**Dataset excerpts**
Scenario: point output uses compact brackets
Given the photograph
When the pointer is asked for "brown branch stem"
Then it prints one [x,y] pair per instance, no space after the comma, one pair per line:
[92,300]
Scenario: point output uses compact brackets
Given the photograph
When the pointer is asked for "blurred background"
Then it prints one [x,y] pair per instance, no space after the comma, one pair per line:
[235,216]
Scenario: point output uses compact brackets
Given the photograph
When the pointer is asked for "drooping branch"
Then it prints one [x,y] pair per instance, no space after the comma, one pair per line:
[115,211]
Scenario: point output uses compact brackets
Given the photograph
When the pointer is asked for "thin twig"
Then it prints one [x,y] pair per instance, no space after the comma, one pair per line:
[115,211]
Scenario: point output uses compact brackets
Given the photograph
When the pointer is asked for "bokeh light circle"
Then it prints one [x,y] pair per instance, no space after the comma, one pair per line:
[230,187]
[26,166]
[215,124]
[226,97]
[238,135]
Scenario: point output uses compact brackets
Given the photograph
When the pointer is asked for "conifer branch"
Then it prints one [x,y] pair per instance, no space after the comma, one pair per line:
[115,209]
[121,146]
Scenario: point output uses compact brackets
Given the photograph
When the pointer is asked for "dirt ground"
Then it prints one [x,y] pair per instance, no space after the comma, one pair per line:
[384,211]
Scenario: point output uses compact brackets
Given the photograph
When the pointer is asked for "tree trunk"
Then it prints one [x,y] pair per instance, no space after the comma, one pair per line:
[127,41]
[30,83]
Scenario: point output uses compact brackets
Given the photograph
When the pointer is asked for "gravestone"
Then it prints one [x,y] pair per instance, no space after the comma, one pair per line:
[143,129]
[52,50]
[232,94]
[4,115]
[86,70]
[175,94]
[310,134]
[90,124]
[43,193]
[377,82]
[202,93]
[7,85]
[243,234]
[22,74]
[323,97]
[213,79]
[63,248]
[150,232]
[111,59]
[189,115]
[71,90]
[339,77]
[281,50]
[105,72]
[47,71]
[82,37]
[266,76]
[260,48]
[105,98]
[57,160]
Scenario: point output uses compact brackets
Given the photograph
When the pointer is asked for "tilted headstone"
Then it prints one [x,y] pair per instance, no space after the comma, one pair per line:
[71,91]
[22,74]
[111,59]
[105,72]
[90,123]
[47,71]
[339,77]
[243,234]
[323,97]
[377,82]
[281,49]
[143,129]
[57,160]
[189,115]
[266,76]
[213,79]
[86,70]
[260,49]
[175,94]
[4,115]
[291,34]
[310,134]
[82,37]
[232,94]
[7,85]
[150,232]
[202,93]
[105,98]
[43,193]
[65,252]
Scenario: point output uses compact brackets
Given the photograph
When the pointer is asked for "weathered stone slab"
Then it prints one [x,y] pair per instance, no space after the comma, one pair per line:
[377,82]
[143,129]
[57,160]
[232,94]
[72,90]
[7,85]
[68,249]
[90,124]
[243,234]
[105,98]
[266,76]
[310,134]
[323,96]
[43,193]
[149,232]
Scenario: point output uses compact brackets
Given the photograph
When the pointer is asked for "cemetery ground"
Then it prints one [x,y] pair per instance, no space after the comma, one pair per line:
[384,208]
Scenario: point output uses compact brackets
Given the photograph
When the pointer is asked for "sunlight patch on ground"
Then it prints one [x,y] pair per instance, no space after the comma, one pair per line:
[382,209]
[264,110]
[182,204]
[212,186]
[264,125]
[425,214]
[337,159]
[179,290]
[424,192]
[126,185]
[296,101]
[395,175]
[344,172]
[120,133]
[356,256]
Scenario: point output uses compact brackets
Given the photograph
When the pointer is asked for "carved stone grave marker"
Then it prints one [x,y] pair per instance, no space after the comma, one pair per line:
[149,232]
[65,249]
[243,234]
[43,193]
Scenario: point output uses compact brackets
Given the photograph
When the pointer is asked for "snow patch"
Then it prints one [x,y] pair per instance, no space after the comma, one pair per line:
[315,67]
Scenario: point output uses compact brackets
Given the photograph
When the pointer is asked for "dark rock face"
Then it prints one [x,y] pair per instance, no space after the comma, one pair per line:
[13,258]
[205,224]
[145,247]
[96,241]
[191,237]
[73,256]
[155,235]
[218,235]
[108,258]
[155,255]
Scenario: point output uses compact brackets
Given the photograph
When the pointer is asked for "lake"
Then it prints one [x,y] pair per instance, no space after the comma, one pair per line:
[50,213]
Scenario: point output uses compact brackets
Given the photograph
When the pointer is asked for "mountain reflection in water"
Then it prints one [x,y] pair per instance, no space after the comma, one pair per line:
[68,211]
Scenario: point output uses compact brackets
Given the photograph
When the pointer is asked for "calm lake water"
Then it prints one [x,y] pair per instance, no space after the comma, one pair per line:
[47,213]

**WORK TASK**
Check the data above line by line for the word "lake". State only how many lines contain it.

**TASK ANSWER**
2